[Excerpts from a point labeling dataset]
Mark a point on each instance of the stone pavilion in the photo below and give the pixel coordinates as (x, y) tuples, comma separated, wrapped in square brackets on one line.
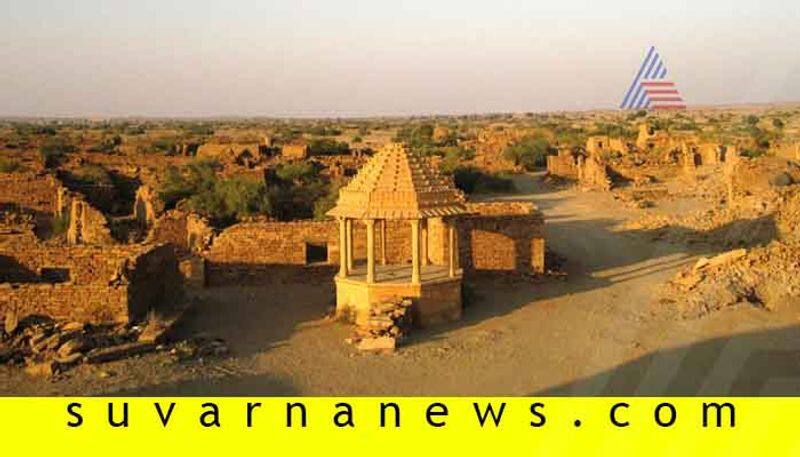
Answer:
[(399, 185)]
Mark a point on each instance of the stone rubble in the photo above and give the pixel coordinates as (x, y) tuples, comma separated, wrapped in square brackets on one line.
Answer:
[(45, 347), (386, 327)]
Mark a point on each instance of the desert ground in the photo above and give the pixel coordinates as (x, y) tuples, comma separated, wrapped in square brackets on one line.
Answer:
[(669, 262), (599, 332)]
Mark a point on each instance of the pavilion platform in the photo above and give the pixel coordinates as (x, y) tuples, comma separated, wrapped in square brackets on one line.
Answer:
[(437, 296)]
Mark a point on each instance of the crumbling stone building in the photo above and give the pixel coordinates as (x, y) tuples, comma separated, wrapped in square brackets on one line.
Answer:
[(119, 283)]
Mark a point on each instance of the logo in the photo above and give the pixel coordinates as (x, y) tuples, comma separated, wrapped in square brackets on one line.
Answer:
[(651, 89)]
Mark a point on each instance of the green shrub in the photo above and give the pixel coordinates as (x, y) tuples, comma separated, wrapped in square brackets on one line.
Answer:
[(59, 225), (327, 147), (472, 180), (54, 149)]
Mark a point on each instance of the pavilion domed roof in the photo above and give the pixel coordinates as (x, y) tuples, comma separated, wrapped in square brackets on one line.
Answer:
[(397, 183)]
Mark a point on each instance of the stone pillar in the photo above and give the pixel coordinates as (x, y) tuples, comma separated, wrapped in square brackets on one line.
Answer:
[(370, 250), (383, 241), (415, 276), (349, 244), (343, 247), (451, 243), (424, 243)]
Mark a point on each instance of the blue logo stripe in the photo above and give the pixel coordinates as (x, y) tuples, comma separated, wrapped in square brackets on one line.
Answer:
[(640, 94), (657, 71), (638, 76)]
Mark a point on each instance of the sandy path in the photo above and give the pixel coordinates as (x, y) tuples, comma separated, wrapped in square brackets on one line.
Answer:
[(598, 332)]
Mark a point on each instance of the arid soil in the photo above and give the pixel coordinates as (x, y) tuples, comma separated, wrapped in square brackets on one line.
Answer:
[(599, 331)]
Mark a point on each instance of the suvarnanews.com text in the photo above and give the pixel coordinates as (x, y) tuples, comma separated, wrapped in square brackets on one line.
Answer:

--

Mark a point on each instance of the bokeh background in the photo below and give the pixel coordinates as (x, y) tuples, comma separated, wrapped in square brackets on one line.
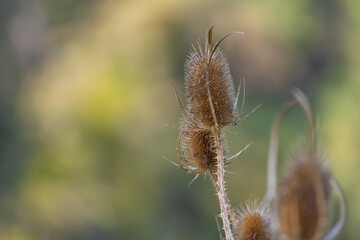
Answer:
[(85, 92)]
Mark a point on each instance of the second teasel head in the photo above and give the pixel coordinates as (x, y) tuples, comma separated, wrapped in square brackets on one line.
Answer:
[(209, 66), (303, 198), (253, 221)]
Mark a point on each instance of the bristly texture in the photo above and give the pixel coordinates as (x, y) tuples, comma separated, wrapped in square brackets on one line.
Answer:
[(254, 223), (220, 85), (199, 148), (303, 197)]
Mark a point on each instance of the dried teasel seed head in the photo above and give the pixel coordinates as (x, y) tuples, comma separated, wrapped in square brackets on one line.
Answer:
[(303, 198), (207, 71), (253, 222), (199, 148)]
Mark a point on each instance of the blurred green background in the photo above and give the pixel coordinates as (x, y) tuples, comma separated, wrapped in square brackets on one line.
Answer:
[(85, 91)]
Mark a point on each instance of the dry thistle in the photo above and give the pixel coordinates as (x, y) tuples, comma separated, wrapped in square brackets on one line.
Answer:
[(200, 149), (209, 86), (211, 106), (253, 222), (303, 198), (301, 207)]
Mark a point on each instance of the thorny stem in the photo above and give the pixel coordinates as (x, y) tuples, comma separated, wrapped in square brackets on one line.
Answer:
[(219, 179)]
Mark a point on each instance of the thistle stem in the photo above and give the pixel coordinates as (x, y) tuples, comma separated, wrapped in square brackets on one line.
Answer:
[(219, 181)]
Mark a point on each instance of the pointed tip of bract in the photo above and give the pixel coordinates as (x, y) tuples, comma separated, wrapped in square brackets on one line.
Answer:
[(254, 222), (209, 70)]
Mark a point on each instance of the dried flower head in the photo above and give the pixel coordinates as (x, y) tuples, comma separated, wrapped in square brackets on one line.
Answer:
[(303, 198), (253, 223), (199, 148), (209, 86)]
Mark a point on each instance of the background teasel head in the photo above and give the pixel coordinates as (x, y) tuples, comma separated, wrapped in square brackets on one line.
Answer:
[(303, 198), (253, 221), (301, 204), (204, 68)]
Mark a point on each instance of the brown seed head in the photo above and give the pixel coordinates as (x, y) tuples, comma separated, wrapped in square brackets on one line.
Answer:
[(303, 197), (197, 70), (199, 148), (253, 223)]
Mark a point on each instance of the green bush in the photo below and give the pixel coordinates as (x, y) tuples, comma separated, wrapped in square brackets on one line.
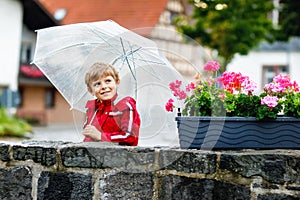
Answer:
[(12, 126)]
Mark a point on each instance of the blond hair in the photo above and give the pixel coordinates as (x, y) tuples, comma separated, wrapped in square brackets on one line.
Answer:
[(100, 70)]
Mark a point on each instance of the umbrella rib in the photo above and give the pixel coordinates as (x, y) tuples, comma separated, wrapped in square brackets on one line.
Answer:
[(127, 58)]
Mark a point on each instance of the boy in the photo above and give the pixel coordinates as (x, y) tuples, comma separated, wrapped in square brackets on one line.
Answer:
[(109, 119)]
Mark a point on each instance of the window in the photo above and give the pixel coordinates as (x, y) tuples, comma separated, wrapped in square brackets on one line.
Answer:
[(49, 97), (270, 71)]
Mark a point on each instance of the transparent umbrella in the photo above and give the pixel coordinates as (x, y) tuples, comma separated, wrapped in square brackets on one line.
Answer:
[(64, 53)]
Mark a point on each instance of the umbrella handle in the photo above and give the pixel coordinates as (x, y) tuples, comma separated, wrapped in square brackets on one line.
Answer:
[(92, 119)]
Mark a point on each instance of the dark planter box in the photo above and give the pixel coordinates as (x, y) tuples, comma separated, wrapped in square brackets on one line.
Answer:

• AIM OF THE EXERCISE: Show every line of the data above that contains the string "below". Matching is case-sensitive.

• THE OUTPUT:
Mark a point on each instance of the stone pavilion in the photo below and give the pixel coordinates as (x, y) tuples, comma separated, wrapped in square brackets on one line.
Mark a point on each instance of the bokeh background in the photo below and give the pixel coordinates as (x, y) tuples, comma separated, wrapped in square brackets on one line.
Mark a point on each instance of the green bush in the photo below and give the pixel coordinates as (x, y) tuples, comma separated, wrapped in square brackets on one line.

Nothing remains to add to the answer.